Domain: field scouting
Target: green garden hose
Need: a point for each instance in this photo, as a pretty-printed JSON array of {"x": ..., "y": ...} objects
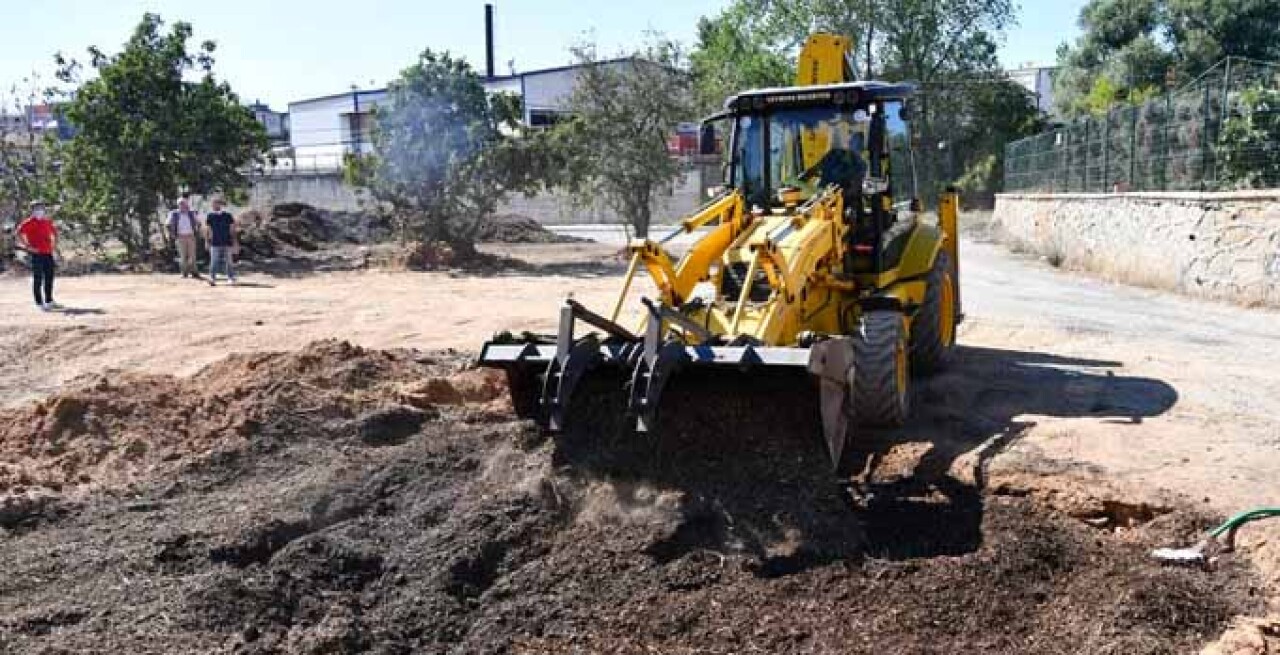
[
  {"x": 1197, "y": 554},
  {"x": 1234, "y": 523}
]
═══
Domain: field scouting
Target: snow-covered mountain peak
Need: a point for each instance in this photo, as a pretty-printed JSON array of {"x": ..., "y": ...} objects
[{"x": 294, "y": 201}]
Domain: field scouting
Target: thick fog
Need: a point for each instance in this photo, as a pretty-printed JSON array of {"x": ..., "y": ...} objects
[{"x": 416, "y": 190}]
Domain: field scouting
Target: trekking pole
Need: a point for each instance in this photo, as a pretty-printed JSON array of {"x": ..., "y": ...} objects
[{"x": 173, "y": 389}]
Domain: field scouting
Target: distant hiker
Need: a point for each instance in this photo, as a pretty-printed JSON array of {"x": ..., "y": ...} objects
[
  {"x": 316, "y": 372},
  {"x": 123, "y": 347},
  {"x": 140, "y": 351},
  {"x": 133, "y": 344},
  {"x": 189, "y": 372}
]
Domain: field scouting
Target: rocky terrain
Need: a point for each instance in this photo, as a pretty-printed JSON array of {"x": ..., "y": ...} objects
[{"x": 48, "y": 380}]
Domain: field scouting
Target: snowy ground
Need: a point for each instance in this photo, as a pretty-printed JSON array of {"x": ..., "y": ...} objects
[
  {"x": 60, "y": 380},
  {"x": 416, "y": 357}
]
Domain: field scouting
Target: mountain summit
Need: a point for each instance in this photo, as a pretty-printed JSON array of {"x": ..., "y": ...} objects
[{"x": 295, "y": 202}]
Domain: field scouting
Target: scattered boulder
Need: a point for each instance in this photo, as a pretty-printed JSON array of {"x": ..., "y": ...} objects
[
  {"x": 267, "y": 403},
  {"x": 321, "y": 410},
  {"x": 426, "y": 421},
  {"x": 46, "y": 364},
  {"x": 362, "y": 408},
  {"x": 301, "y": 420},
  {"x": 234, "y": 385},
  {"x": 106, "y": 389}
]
═══
What you have to do
Pull out every line of the material above that contains the string "Target", treating the match as case-sensitive.

Output of the task
Target: green garden hose
Target: snow-covered mountain peak
Target: thick fog
Target: trekking pole
Target: distant hiker
Target: rocky terrain
Target: snowy ground
Target: mountain summit
Target: scattered boulder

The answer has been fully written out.